==== LISTED RECORDS
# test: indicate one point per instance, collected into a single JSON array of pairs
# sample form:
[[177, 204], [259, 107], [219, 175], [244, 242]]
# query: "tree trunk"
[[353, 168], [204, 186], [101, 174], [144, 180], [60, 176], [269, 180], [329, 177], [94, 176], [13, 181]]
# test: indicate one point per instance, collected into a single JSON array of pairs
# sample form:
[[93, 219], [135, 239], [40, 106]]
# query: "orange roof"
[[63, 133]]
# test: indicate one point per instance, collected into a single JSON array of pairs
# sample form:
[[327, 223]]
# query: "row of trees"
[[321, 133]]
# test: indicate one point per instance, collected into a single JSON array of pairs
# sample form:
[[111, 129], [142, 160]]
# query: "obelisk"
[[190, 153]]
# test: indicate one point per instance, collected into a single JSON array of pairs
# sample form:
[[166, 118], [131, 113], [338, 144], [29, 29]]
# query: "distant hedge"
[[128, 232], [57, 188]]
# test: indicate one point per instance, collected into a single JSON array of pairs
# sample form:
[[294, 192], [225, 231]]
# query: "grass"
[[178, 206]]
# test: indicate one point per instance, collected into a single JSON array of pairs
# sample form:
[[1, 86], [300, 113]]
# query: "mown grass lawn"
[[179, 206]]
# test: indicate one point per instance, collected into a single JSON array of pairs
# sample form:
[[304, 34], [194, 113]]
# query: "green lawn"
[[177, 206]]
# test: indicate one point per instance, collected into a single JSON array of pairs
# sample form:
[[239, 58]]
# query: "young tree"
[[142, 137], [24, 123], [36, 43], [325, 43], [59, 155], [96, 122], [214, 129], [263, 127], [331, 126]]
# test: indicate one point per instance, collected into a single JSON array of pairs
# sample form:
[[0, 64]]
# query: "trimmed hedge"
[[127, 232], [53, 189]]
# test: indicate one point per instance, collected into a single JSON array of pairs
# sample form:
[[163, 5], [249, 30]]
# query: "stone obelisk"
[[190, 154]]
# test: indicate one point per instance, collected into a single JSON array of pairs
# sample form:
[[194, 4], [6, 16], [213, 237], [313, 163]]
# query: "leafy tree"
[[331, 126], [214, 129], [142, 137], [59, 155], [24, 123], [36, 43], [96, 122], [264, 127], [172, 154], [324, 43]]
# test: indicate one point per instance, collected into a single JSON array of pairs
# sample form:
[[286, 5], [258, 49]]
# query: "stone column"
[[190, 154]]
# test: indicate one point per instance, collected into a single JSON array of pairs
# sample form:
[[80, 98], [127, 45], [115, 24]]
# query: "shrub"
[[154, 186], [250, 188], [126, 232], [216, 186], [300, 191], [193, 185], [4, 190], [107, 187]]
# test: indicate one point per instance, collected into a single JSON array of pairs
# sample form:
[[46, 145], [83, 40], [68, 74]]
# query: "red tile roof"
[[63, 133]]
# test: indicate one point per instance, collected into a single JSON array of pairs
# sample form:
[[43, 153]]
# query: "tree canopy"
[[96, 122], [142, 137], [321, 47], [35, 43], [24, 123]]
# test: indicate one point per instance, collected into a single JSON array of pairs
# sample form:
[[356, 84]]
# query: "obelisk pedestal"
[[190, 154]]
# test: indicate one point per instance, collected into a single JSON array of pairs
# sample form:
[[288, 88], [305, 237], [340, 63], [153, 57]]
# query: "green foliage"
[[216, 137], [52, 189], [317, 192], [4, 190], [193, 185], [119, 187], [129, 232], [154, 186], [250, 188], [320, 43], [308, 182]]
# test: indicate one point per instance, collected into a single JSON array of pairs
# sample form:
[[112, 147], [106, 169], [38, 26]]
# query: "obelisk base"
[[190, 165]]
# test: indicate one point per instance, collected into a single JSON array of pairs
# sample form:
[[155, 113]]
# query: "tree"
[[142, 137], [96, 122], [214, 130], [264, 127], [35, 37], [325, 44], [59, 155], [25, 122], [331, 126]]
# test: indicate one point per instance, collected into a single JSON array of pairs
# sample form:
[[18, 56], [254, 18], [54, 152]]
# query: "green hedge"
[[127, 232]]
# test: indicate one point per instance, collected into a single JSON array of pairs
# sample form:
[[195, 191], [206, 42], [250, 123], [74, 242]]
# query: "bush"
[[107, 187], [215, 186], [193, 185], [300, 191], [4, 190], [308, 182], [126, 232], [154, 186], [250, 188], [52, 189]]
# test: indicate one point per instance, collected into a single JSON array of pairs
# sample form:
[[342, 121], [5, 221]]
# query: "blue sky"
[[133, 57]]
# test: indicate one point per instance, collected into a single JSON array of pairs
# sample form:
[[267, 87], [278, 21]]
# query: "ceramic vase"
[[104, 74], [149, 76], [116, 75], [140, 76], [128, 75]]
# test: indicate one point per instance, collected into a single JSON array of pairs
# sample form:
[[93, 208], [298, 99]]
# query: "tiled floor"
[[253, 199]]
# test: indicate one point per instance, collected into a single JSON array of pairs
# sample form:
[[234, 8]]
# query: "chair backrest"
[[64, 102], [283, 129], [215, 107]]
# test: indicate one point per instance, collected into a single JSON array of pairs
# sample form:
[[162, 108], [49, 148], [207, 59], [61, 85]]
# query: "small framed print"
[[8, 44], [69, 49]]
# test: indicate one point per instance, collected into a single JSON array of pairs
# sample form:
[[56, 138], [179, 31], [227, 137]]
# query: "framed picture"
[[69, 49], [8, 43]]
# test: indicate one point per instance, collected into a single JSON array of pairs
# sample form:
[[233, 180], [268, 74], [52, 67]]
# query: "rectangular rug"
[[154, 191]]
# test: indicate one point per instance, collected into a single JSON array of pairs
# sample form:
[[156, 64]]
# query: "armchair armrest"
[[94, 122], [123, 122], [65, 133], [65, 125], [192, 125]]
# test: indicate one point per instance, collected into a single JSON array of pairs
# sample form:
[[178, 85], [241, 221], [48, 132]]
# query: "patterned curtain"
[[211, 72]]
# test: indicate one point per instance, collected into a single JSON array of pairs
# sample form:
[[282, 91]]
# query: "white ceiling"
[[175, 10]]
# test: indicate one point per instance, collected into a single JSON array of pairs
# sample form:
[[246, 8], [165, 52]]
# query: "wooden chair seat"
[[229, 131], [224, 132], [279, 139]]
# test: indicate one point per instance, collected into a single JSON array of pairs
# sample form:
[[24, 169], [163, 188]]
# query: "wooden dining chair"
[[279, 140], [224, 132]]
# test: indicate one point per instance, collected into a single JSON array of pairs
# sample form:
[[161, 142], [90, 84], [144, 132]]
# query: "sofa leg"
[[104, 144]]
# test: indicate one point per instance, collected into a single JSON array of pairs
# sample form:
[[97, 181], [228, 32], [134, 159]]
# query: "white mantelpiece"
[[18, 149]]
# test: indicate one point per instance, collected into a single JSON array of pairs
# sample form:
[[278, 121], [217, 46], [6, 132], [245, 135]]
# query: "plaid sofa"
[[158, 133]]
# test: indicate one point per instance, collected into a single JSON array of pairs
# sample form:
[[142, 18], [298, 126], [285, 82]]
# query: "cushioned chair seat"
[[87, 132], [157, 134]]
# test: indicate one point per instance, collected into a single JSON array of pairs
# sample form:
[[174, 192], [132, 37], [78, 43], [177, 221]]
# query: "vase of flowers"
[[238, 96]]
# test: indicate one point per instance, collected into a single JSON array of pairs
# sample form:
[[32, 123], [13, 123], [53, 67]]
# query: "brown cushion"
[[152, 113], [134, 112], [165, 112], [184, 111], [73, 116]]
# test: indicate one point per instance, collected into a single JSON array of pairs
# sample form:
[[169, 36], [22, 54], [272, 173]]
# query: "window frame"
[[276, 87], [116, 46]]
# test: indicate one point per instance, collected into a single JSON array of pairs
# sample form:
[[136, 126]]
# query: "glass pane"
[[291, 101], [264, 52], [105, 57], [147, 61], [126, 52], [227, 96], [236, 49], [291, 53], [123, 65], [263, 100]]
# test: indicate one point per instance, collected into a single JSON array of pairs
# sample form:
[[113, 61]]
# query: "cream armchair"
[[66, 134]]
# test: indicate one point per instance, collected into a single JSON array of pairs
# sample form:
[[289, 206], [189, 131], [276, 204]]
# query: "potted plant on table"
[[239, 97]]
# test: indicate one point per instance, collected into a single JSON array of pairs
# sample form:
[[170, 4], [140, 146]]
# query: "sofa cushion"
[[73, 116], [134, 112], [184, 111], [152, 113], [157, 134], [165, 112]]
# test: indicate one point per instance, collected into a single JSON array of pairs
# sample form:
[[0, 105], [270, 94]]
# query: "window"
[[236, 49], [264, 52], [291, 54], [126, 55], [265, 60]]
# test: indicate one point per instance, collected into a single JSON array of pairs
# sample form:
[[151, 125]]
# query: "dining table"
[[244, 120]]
========
*TASK STATEMENT*
Exactly as they stand, please print the lines from the first line of the records above down to the line that includes "[[93, 219], [135, 239], [40, 106]]", both of those included and no others.

*COMPLETED TASK*
# test: indicate one point per instance, collected into a single JSON array of pairs
# sample form:
[[177, 204], [259, 107], [219, 175], [244, 242]]
# query: "tree trunk"
[[353, 168], [204, 186], [101, 174], [144, 180], [60, 176], [269, 180], [329, 177], [94, 176], [13, 181]]
# test: indicate one point per instance, collected into a single JSON array of pairs
# sample form:
[[93, 219], [135, 239], [40, 106]]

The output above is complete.